▸ **WHAT TO PRODUCE**: Count the lines in the items below that contain the word "tubular". Give only the number.
::::::::
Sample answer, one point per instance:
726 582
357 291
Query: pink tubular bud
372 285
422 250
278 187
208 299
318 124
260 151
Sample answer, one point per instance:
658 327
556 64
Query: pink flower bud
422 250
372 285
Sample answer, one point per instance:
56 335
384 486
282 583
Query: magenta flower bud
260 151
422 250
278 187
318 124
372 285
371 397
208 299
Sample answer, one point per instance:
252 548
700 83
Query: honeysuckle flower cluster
::::::::
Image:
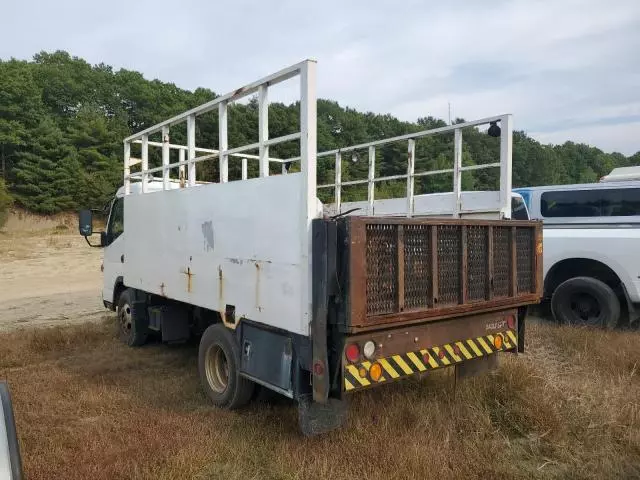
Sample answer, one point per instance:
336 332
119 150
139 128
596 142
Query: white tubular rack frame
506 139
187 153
::::::::
▸ **EXPECTED ANSWER**: 2